(Point-based annotation data)

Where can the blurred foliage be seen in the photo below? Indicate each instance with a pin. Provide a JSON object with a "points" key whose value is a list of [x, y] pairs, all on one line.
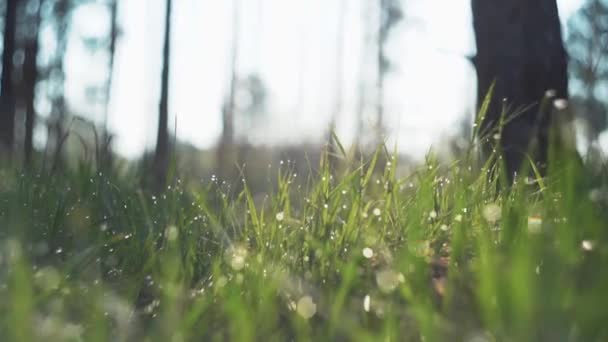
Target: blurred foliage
{"points": [[354, 253]]}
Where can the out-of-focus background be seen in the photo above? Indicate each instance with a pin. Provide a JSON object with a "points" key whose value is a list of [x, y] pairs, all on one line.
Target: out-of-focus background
{"points": [[268, 75]]}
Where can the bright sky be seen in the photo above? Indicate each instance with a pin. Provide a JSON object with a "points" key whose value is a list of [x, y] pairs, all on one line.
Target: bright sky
{"points": [[292, 45]]}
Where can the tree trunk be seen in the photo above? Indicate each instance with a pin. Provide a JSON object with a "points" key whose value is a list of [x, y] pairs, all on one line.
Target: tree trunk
{"points": [[106, 153], [520, 48], [161, 158], [30, 78], [7, 96], [226, 152]]}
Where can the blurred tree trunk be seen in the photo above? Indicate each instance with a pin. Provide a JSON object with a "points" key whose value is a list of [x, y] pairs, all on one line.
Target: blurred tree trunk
{"points": [[520, 48], [56, 84], [161, 157], [30, 78], [7, 96], [226, 152], [106, 153]]}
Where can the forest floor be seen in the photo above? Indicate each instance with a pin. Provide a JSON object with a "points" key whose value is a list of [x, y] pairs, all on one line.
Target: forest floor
{"points": [[351, 253]]}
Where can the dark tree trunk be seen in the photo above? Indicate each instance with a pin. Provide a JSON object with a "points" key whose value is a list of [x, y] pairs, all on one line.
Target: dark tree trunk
{"points": [[30, 78], [106, 154], [226, 152], [519, 46], [7, 95], [161, 158]]}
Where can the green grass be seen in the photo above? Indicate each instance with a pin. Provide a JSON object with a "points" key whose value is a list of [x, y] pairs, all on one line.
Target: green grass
{"points": [[355, 254]]}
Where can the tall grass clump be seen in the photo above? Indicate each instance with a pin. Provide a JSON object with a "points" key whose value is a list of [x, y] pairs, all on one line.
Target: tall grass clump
{"points": [[451, 252]]}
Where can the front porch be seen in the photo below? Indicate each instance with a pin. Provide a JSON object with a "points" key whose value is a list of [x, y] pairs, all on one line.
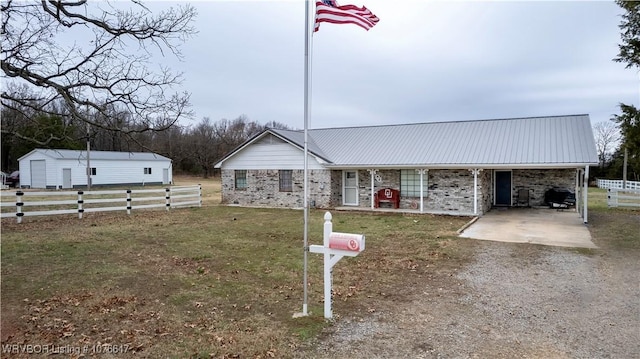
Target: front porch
{"points": [[406, 211]]}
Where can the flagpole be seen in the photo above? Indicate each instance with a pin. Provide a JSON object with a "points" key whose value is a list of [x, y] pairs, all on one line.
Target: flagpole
{"points": [[307, 115]]}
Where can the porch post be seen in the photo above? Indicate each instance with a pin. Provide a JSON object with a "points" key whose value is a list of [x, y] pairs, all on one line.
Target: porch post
{"points": [[585, 195], [422, 171], [373, 188], [576, 191]]}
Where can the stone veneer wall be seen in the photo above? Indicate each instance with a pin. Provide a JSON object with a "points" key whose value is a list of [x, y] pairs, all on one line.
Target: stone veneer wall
{"points": [[263, 189], [449, 191], [539, 181]]}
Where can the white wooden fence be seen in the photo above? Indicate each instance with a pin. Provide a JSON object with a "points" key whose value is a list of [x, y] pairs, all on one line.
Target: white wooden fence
{"points": [[617, 184], [80, 202], [623, 197]]}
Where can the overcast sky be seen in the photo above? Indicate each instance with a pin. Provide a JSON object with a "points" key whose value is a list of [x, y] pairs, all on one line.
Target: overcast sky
{"points": [[424, 61]]}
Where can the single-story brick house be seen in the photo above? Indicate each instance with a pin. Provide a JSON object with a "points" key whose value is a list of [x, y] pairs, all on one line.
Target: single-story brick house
{"points": [[460, 167]]}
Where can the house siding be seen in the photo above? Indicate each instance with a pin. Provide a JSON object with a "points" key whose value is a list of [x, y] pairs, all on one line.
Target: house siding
{"points": [[271, 153], [108, 172]]}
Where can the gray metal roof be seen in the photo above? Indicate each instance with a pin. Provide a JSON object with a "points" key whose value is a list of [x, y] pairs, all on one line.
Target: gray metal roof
{"points": [[99, 155], [533, 141]]}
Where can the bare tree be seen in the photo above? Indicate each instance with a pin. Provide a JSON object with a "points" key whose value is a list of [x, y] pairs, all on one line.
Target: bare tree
{"points": [[94, 57], [606, 135]]}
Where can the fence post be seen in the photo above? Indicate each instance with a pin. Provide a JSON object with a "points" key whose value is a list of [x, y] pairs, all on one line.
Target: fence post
{"points": [[167, 196], [80, 204], [128, 201], [19, 205]]}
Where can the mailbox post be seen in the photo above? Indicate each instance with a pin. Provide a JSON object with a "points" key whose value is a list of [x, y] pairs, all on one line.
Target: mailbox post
{"points": [[335, 246]]}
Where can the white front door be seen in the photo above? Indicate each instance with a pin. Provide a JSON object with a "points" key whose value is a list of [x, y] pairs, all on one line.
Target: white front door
{"points": [[350, 188]]}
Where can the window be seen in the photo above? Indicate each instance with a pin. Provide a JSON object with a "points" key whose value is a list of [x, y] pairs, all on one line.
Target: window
{"points": [[241, 179], [286, 180], [410, 183]]}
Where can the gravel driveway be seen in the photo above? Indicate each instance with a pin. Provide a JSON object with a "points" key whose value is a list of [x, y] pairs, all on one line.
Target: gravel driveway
{"points": [[512, 300]]}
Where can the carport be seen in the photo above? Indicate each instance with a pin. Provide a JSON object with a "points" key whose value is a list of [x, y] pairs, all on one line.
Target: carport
{"points": [[543, 226]]}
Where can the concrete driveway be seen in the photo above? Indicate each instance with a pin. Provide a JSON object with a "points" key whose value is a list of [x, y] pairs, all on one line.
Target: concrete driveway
{"points": [[532, 225]]}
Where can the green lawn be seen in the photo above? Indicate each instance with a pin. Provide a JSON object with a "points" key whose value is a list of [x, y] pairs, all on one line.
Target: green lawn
{"points": [[193, 282], [222, 281]]}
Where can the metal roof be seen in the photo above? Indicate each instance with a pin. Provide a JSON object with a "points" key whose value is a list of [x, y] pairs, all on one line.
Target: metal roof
{"points": [[98, 155], [532, 141]]}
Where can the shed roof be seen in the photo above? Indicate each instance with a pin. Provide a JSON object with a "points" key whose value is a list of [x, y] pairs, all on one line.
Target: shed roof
{"points": [[98, 155], [552, 141]]}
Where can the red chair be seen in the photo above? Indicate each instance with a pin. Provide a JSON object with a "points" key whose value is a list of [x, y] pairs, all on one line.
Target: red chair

▶ **Task**
Copy out the rows above word for word, leaving out the pictures.

▶ **Completed task**
Where can the blurred foliage be seen in the photo below? Indicate each instance with a pin. Provide a JSON object with a "points" key whose value is a list of [x, y] pairs, all on one line.
Target: blurred foliage
{"points": [[354, 253]]}
Where can the out-of-focus background be seen in the photo above? Indicate each instance with a pin. Provide a JSON object with a "points" key whose value is a list of [x, y] pairs, all on one line.
Target: out-of-focus background
{"points": [[268, 75]]}
Where can the bright sky be seen in the photo above? Indicate each instance with a pin. Provide a JSON object with a "points" key whose value is a list of [x, y] pairs, all on one line.
Target: bright sky
{"points": [[292, 45]]}
Where can the tree trunk be seen in the photo above? Indicate each instance with a pin. Provide a JSON object with a "points" key whose value is a list of [x, y] pairs, all on one line.
Target: tree trunk
{"points": [[106, 153], [520, 48], [161, 158], [30, 78], [7, 96], [226, 152]]}
Where can the blurred tree trunk be seen in the photo above? Indicate each instance with a pin. Provide a JSON object with a "points" key whose value is a list of [x, y] pairs, all on one line.
Target: blurred tree trunk
{"points": [[520, 48], [56, 84], [161, 157], [30, 78], [7, 96], [226, 152], [106, 153]]}
Where can the forest floor be seen in the photo above? Indicate each instance with a pin. Provide a JSON object with a "points" key whose value is a list of [x, y] pairs, all on one line.
Target: forest floor
{"points": [[351, 253]]}
Where can the dark tree trunk be seen in the photo above? Indicate each instance with a pin. Provide a JSON object with a "points" key whose value is a list of [x, y] pairs, all on one line.
Target: dark tree trunk
{"points": [[30, 78], [106, 154], [226, 152], [519, 46], [7, 95], [161, 158]]}
Where can the green grass be seen in the photo above? Indicate each instance with a pin. Provide a JSON object with a "points" key whose value is a list of [x, y] pairs, all on one line.
Target: green grass
{"points": [[355, 254]]}
Where can the tall grass clump be seen in the photo above? Indicate each instance with a pin. Provide a JSON object with a "points" key whose value is a list of [x, y] pairs, all on one line.
Target: tall grass clump
{"points": [[451, 252]]}
Where can the front porch be seen in the photo below? Indicate each instance with a pin. Provide a JSON object with a "points" key whose value is a list of [x, y] pairs, all on one line.
Target: front porch
{"points": [[406, 211]]}
Where can the flagpole be seen in the photo above? Indicate each instance with a pin. Provide a JSON object with a "points" key whose value is a list of [x, y] pairs, all on one line.
Target: flagpole
{"points": [[307, 115]]}
Where can the porch post be seen in the photo above? Indicate each instance with a pin. Provide a JSON object with a "points" key whose value is a list of [x, y] pairs, all on one line.
Target: porch post
{"points": [[585, 195], [422, 171], [373, 188], [576, 191]]}
Where can the stone veneer wall be seen in the photo above? Indicate each instance with a pin. Provide a JSON object with a "points" key whose value is a list of [x, y] pairs, all on one line.
Target: stone veneer wall
{"points": [[263, 189], [449, 191], [539, 181]]}
Where can the white wooden fence be seen in the photo above? Indicate each instance with a pin. Provide a JSON object with a "points" key whose value is a list of [x, y] pairs, all on one line.
Target: white wooden fence
{"points": [[617, 184], [80, 202], [623, 197]]}
Where can the overcast sky be seen in the photo above? Indicate each instance with a pin. Provide a JSON object with a "points" key whose value is a list of [x, y] pairs, all on one line.
Target: overcast sky
{"points": [[424, 61]]}
Where can the single-story brick house be seen in the photo above? Indicate each instance with a pin. Provide a JSON object with a "points" key whose value is a list of [x, y] pairs, all on one line.
Target: single-story brick house
{"points": [[460, 167]]}
Where can the house siding be seen in the photo above? Indicate each instance with a pin. Provide a JSON object with a "points" key whose value is a list of [x, y] pairs, all on one line.
Target: house siding
{"points": [[271, 153], [108, 172]]}
Where can the gray metal roof be seen in the photo above? Indicate each instance with a pin. Provide a JSON object with a "points" key whose value is a list of [x, y] pairs, all on one line.
Target: gray metal roof
{"points": [[99, 155], [533, 141]]}
Where can the bare tree be seen in the photo above? Indicate each instance with a pin. Provide a JSON object with a "points" key whose value is a list of [x, y] pairs, all on one line.
Target: bare tree
{"points": [[94, 57], [606, 135]]}
Where can the fence post be seen in the photo above? Indicate each instance with a pin. Provide a JSON object with a "points" key whose value is a list of [x, y] pairs, all on one line.
Target: fence post
{"points": [[167, 196], [80, 204], [128, 201], [19, 205]]}
Where can the mailbox post be seen in the photo above? Indicate each instance with a pin. Provide a JSON object with a "points" key whose value is a list of [x, y] pairs, all on one line.
Target: mailbox post
{"points": [[335, 246]]}
Where can the white front door be seen in the photo above? Indicate each instance with a pin. Provide a JSON object with a "points" key whose value is a list of [x, y] pairs, all on one line.
Target: white front door
{"points": [[350, 188]]}
Where can the window be seen in the photo above? Indicate each instance with a pin. Provide a JSON object with a "points" key whose value is a list of [x, y] pairs, all on one line.
Target: window
{"points": [[241, 179], [286, 180], [410, 183]]}
Where can the gravel driveway be seen in the photo above? Indicate each instance with a pin. Provide a JSON object with a "points" key whose value is a list of [x, y] pairs, all on one line.
Target: gravel driveway
{"points": [[512, 300]]}
Where can the carport be seen in the photo above? Indicate each instance with a pin. Provide a JSON object with a "points" key whose value is a list of [x, y] pairs, all on one line.
Target: carport
{"points": [[543, 226]]}
Where can the concrete driveway be seen in the photo above? Indicate each instance with a pin. Provide a JSON object with a "points" key whose value is a list of [x, y] pairs, all on one line.
Target: concrete driveway
{"points": [[532, 225]]}
Where can the green lawn be seen in the photo above? Indicate each instance with a pin. Provide a JSON object with a "points" key whose value is a list of [x, y] pairs, all on one line.
Target: green lawn
{"points": [[193, 282], [222, 281]]}
Where can the metal roof be seen in the photo above? Indicate each instance with a pin. Provide a JSON object with a "points" key whose value is a list of [x, y] pairs, all on one line.
Target: metal roof
{"points": [[98, 155], [532, 141]]}
Where can the shed roof be seen in the photo above? Indicate each instance with a pin. Provide a JSON object with a "points" key whose value is a list of [x, y] pairs, all on one line.
Target: shed roof
{"points": [[98, 155], [552, 141]]}
Where can the red chair be seen in the photo above? Indicate each instance with a pin. Provide a JSON object with a "points" key whose value is a list of [x, y] pairs, all on one line.
Target: red chair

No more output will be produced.